• **Text extract**
'''

Next, consider the tools that will be used in your garden. Have some kind of shed or other storage on-site that is kept locked when unused. Neighbors may want to bring and store their own tools for everyone to use, or dues can be used to purchase specific utensils for the garden. Make sure to cover which tools should only be used by adults and with adult supervision, ideally keeping them stored securely even within the shed. Have a plan for what to do if a tool breaks, including notifying others and seeking repairs. If some tools require cleaning or additional maintenance after each use, consider printing and keeping instructions on the process in waterproof sheet protectors.

Irrigation is another important conversation. Hand watering may be necessary for many of your plants, especially in the beginning. Come up with a watering schedule that holds everyone equally accountable. If you’ll be using your own sprinkler system, ask your neighbors to keep a sharp eye out for malfunctioning spigots or flooded areas so you can fix them as quickly as possible. Have a specific hose, watering can, and faucet designated for your garden so there are always tools present, and people can bring their own as needed. If the majority of watering costs will come from your household usage, consider proposing that a portion of dues are directed to the bill.

Most community garden cooperatives like to have regular meetings, typically once a month or so. You might have more in the beginning and fewer as time goes on and the kinks are all worked out, so be flexible to the schedule. Having some kind of home base for communication — like a group on social media, webpage, or blog — is a helpful way to distribute information and updates more quickly. Some gardens also have a water-resistant bulletin board set up. If your garden is in the backyard, consider placing some kind of marker or sign on your mailbox to let neighbors know where the garden is.

Finally, consider asking fellow gardeners to sign a hold harmless agreement to clear you of liability should injury occur in the garden. After an attorney drafts and checks over the document, hand them out to your neighbors and allow them plenty of time to let their own lawyers take a look. The chances that anything dramatic will happen in your garden are probably low, but it’s important to protect yourself and your family.

Grow-and-Give Community Garden

If you don’t have enough community interest for a group project, or perhaps you’re simply not comfortable with using your property this way, you can still use your garden for the good of your community. Some people choose to plant extra fruits and vegetables in their garden to donate to their local food bank, soup kitchen, or food pantry. You’ll need to consult individual organizations to find out who accepts fresh donations, as well as which days and times you can drop them off.

One of the great things about this method is that anyone who perhaps didn’t have the time to devote to garden work can still help out. Perhaps one of your neighbors works down the street from a food bank and can take donations. It could even be as simple as someone helping you buy more fertilizer with their truck on a Sunday afternoon. Every little bit of help counts, especially when it comes to ending hunger in your community.

'''

• **Stored rows**
'''

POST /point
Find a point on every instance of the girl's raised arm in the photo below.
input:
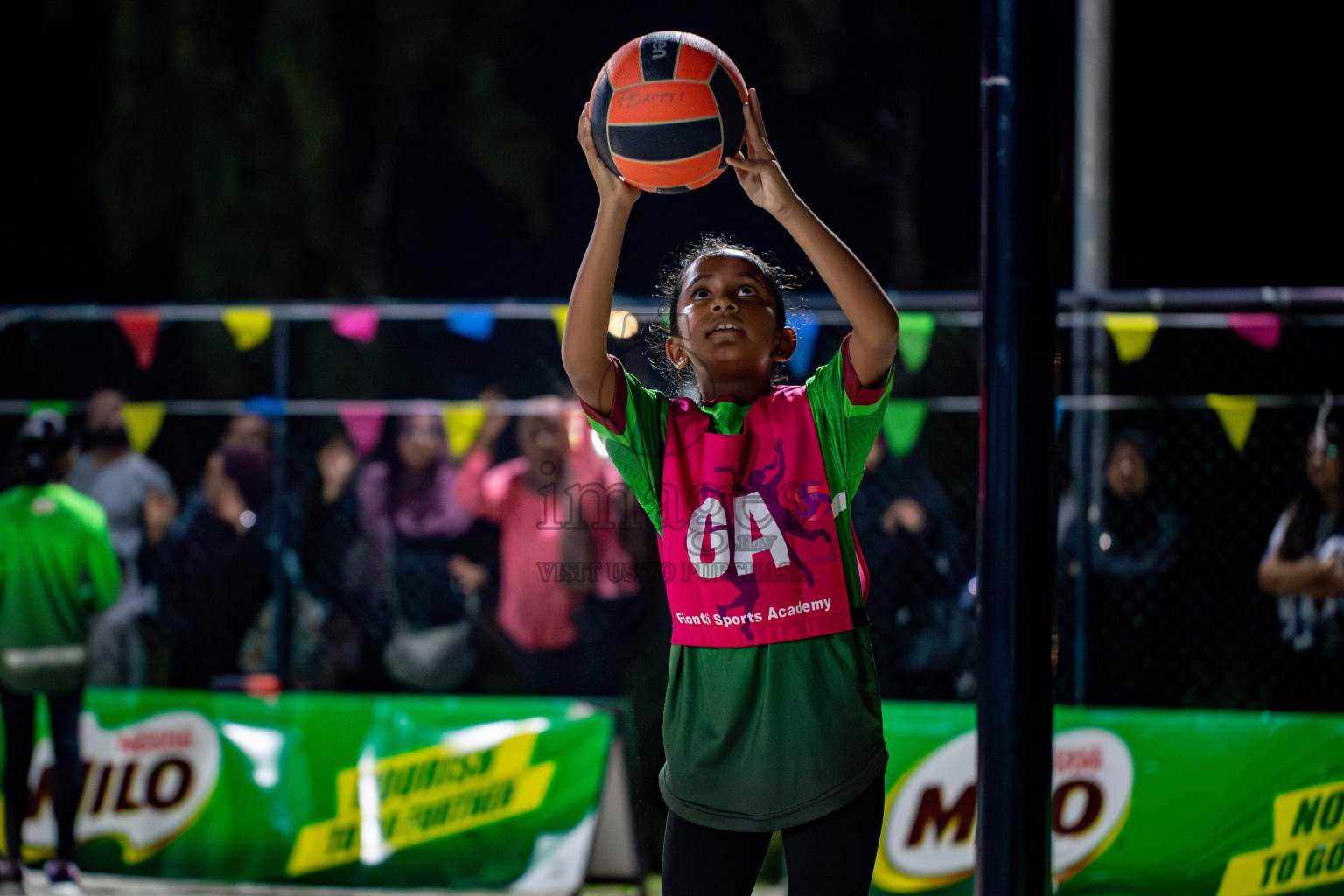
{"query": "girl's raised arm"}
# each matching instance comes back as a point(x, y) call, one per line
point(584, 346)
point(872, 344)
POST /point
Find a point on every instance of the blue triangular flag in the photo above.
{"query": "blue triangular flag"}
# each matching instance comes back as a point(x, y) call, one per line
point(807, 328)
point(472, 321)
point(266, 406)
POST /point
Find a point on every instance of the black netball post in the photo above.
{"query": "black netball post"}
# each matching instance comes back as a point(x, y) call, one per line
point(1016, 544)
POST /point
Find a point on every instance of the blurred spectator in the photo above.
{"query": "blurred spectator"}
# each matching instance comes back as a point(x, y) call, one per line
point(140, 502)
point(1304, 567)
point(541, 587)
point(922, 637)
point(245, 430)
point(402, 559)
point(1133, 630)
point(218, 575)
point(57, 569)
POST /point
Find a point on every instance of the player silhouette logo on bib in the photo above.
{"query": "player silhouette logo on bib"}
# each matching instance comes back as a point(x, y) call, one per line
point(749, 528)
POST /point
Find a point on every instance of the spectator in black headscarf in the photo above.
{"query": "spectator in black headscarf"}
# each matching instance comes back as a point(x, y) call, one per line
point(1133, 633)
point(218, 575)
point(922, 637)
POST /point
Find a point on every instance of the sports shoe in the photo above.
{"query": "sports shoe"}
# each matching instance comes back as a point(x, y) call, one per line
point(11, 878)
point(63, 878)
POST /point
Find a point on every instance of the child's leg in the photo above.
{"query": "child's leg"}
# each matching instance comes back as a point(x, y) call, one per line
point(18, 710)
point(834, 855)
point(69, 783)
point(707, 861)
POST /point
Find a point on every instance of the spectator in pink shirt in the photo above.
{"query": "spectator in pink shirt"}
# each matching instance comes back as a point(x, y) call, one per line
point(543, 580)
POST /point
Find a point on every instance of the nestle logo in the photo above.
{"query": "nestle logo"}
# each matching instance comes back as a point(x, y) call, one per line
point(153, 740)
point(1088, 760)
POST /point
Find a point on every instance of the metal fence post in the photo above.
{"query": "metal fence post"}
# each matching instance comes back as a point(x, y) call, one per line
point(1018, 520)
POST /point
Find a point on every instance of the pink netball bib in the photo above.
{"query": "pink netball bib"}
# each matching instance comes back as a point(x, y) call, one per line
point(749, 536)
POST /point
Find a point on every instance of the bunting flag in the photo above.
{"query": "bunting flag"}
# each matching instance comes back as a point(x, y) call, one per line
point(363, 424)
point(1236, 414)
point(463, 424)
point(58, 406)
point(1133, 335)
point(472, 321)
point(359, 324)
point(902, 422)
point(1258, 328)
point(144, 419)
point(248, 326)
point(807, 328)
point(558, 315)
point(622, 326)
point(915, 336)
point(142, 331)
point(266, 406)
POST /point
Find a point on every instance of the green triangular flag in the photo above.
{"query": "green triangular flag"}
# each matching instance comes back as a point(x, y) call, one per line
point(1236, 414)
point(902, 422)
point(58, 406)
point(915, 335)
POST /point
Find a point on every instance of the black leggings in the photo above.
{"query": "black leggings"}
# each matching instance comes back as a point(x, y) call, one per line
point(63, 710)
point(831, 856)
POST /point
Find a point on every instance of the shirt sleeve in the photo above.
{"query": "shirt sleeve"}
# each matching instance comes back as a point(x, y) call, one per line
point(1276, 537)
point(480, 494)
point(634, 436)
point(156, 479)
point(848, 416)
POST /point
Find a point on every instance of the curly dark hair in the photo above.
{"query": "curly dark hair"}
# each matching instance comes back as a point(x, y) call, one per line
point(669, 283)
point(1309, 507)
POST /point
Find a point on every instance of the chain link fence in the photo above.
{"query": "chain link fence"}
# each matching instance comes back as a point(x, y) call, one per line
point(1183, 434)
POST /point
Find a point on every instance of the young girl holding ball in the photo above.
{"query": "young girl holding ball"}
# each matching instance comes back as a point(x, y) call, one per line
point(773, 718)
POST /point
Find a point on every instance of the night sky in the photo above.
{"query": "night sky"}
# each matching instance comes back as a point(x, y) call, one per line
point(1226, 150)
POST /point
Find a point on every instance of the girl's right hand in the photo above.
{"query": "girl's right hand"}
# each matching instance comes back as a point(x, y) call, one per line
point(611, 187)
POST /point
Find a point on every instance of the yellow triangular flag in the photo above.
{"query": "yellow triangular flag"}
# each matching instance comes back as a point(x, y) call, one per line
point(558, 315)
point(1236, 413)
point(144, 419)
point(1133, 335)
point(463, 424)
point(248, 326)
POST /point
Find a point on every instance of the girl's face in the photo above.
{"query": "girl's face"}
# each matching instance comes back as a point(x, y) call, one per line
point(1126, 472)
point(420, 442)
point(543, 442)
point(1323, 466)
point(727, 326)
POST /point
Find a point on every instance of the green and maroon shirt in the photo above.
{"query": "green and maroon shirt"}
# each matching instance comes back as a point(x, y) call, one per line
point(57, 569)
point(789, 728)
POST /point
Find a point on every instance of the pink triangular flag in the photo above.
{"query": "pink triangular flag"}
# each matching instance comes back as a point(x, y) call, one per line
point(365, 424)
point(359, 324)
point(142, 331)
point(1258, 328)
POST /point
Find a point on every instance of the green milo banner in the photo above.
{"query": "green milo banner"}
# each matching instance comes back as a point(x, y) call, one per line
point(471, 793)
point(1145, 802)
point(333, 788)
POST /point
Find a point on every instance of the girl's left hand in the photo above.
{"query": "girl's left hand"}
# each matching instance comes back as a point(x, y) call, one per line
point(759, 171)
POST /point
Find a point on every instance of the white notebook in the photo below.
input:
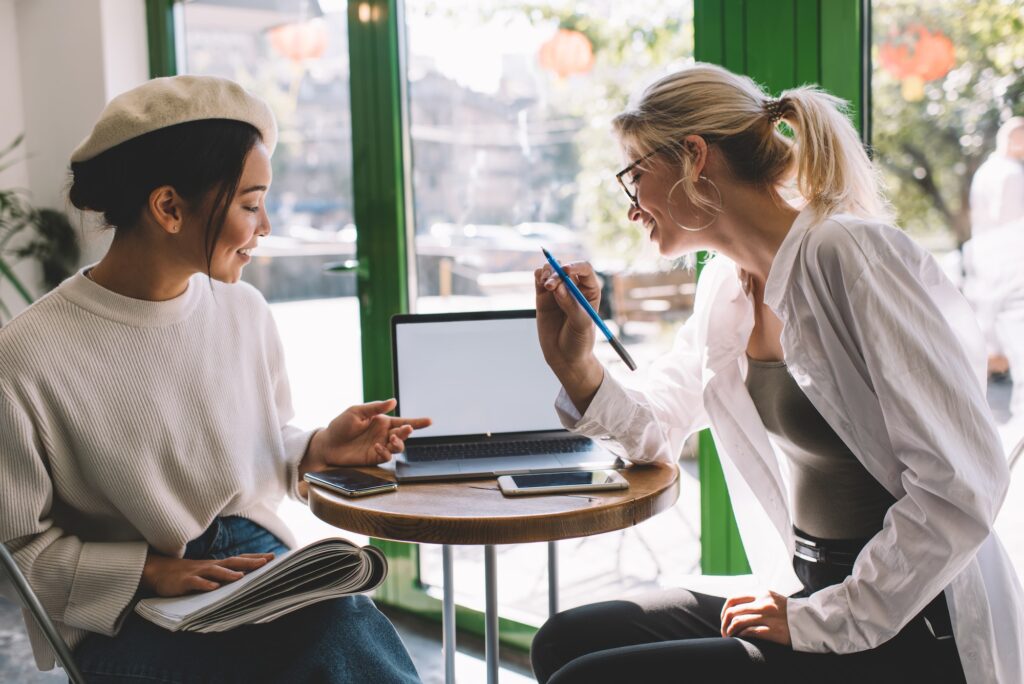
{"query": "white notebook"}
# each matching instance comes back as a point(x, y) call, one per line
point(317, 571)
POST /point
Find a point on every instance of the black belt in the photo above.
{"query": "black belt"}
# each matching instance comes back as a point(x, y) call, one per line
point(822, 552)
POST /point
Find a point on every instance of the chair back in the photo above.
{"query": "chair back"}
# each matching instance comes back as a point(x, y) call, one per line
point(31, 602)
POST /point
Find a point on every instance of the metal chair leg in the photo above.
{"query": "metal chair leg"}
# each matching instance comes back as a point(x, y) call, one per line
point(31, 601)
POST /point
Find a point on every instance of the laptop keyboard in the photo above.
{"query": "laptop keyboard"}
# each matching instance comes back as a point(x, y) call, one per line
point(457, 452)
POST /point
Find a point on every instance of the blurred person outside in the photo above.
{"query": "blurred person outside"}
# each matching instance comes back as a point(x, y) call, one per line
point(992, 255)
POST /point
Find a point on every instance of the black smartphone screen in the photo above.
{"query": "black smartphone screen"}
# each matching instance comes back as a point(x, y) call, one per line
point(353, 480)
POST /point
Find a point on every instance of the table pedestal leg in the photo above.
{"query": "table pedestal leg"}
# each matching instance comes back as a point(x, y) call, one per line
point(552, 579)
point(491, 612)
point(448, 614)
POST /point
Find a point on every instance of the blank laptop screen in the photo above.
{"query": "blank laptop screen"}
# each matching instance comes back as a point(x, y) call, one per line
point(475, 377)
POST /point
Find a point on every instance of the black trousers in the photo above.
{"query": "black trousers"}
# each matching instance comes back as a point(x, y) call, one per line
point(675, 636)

'''

• **To do**
(a) Duplicate the part of the community garden text that opens with the words containing "Most community garden" and closes with "the garden is.".
(b) Go on with the community garden text from the point where it stops.

• **Expected outputs**
(a)
Most community garden cooperatives like to have regular meetings, typically once a month or so. You might have more in the beginning and fewer as time goes on and the kinks are all worked out, so be flexible to the schedule. Having some kind of home base for communication — like a group on social media, webpage, or blog — is a helpful way to distribute information and updates more quickly. Some gardens also have a water-resistant bulletin board set up. If your garden is in the backyard, consider placing some kind of marker or sign on your mailbox to let neighbors know where the garden is.

(b)
Ideas to Remember for Designing the Garden

Deciding on the size will depend mostly on how much land you have and plan to use. If planning a cooperative garden, you’ll also want to consider how that space will be divided up: will each family have its own plot, or will everyone agree on which produce to grow and care for it collectively? Additionally, if you plan on growing more space-consuming foods like berries, watermelon, or gourds, you’ll want to allocate adequate space for them to thrive.

Creating some kind of perimeter, whether it’s bushes or fencing, can not only help ward off pests and the curious noses of pets walking by, it can even add curb appeal for projects visible from the street (and potentially quell any woes from the homeowners association). You may also need some kind of border or strategic landscaping to help irrigate your plants. And don’t forget about perimeters around plots: account for pathways throughout your garden. They should be big enough to easily navigate with a wheelbarrow. A locked gate is a good way to keep intruders out, but cooperatives will need to establish a system of transferring or creating keys among leaders.

If children will be involved, consider creating a special section just for them. They’ll still have the opportunity to get their hands dirty and experience the process, but at their own speed and without affecting crops people are depending on. Keep some child-friendly tools handy in your storage shed. You can even offer gardening classes for kids and newbies so that everyone can start off on a more solid foot.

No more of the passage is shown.